§ **WORK TO DO**: Retype the data below without altering anything.

§ **INPUT FOR THIS TASK**:

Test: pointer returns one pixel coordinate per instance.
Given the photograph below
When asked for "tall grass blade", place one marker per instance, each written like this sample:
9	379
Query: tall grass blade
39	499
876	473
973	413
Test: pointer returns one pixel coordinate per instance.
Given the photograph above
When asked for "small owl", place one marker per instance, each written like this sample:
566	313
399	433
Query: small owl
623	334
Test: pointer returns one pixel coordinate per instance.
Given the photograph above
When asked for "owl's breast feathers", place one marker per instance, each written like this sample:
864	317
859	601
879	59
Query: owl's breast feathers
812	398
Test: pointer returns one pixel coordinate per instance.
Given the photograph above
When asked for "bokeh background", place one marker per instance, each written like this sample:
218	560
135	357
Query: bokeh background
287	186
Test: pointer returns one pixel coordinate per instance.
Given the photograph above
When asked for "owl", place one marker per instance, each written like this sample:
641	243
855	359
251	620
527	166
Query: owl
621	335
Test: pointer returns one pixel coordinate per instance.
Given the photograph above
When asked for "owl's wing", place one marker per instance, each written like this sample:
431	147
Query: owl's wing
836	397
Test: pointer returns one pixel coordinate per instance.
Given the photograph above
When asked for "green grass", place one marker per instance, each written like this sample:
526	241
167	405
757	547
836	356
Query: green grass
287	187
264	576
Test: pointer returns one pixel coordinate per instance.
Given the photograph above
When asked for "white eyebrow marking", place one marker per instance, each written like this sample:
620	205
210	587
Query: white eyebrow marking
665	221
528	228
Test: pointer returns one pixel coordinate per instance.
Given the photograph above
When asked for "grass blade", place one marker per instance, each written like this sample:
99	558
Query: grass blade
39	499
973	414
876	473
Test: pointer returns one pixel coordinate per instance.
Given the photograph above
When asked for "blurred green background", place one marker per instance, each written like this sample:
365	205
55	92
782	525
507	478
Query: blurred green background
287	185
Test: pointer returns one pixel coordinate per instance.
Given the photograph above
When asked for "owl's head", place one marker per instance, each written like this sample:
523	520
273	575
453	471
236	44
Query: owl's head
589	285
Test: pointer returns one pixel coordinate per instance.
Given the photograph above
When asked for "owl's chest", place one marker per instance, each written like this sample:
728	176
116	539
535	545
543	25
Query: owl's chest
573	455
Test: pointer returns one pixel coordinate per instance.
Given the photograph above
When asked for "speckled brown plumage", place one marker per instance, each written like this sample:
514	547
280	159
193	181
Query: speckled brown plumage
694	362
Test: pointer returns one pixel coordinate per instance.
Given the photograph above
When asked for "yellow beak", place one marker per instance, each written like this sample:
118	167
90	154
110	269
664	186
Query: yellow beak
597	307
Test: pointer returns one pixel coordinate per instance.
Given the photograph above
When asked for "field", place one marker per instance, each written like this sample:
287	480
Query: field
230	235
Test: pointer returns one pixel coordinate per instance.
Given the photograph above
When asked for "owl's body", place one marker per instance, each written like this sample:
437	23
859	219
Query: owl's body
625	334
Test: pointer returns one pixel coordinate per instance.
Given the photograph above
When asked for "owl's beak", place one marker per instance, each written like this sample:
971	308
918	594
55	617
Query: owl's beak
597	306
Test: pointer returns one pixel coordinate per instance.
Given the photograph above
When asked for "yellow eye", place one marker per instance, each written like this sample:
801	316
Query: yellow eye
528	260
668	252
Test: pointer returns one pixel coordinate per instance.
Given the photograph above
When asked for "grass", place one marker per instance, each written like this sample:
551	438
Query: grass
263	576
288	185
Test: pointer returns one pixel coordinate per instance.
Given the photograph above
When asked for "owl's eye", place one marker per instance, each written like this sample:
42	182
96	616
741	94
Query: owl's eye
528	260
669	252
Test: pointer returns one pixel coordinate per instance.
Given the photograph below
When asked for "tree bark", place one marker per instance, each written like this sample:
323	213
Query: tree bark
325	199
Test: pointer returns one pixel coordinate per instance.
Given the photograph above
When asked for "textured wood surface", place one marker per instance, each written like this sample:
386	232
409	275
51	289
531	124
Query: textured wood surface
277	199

§ **EXERCISE RESPONSE**:
Test: pointer returns one pixel coordinate per instance.
Given the photograph below
When asked for "tall grass blade", place one marker per instance, each written like this sample:
9	379
Query: tall grass blade
39	499
876	473
973	413
Test: pointer returns one pixel coordinate per instance.
Given the photograph above
When asked for "small owl", place one marker per instance, each written like this sample:
566	313
399	433
Query: small owl
623	334
Test: pointer returns one pixel coordinate per instance.
Given the photograph above
When asked for "owl's breast feathers", place one marker per instance, each written like this sample:
864	317
859	601
879	59
Query: owl's breast feathers
812	398
Test: pointer returns one pixel coordinate per instance.
Given the photograph above
When asked for "bokeh background", place one marker per instance, each written like this sample:
218	560
135	357
Query: bokeh background
287	186
Test: pointer returns one pixel coordinate per instance.
Given the photograph above
When asked for "owl", place one marker per instance, each written like this sample:
641	243
855	359
251	620
527	166
Query: owl
621	335
Test: pointer returns one pixel coordinate per instance.
Given the photograph above
When asked for "owl's wing", place one marker per instance, each written like this sample:
431	147
Query: owl's wing
836	397
Test: pointer returns one pixel coordinate per instance.
Given the photograph above
When asked for "green grass", place one marker per instance, each written like this sample:
526	241
167	405
757	547
836	356
Query: green grass
287	187
264	576
Test: pointer returns one pixel coordinate per instance.
Given the photograph above
When asked for "white eyebrow marking", place one marker per instance, each written like this sample:
620	205
210	587
Query: white eyebrow marking
665	221
528	228
Test: pointer returns one pixel coordinate per instance.
Given the photograph above
When asked for "grass blade", place one marker per instance, each written like this sample:
99	558
Query: grass blade
39	499
973	414
876	473
Test: pointer returns one pixel coordinate per instance.
Given the photograph above
When asked for "blurred green background", place one marker per instance, each written like this sample:
365	205
55	92
782	525
507	478
Query: blurred green background
287	185
Test: pointer returns one pixel coordinate per instance.
Given the photograph above
When asked for "owl's head", place one marker per instance, each written like this sample:
523	520
273	575
453	471
236	44
Query: owl's head
589	285
Test: pointer returns one pixel coordinate per instance.
Given the photograph above
When asked for "owl's chest", place one marker per instance, each written like this sample:
728	176
116	539
535	545
543	25
Query: owl's chest
573	455
Test: pointer returns one pixel coordinate per instance.
Given the photograph above
When asked for "speckled brown plumage", place one marker per instance, each written like this sample:
514	547
280	159
193	181
Query: speckled brown plumage
694	362
Test: pointer returns one pixel coordinate per instance.
Given the photograph above
When asked for "yellow beak", place one marker per instance, each written like this sample:
118	167
90	154
110	269
664	186
Query: yellow beak
597	307
Test: pointer returns one pixel coordinate per instance.
Given the photograph above
When asked for "field", place one marker per instance, each written like this sample:
287	480
Query: field
230	235
Test: pointer returns one pixel coordinate per instance.
Given the photograph above
When asked for "owl's body", place one marker per instance, each written like this sample:
437	23
859	219
Query: owl's body
625	334
Test: pointer returns one pixel coordinate per instance.
Given the photograph above
When asked for "owl's beak", place one marker per instance, each written like this sample:
971	308
918	594
55	617
Query: owl's beak
597	306
Test: pointer returns one pixel coordinate per instance.
Given the photograph above
When asked for "yellow eye", place one marker per instance, each written like this sample:
801	316
Query: yellow eye
528	260
668	252
Test: pointer returns one pixel coordinate per instance.
Given the photograph above
When asked for "grass", place one marker per instance, each written like this sample:
551	438
Query: grass
263	576
288	185
Test: pointer returns one pixel coordinate per instance.
Given the photograph above
When asked for "owl's eye", place one marker per instance, each written like this sample:
42	182
96	616
741	94
Query: owl's eye
528	260
669	252
Test: pointer returns one pixel coordinate per instance.
Given the photograph below
When asked for "tree bark", place one marker per instance, each written like this sample:
323	213
Query: tree bark
325	199
Test: pointer returns one pixel coordinate per instance.
Given the photograph above
When asked for "textured wood surface", place one marker per instance, each written like this sample:
386	232
409	275
51	289
531	124
Query: textured wood surface
277	199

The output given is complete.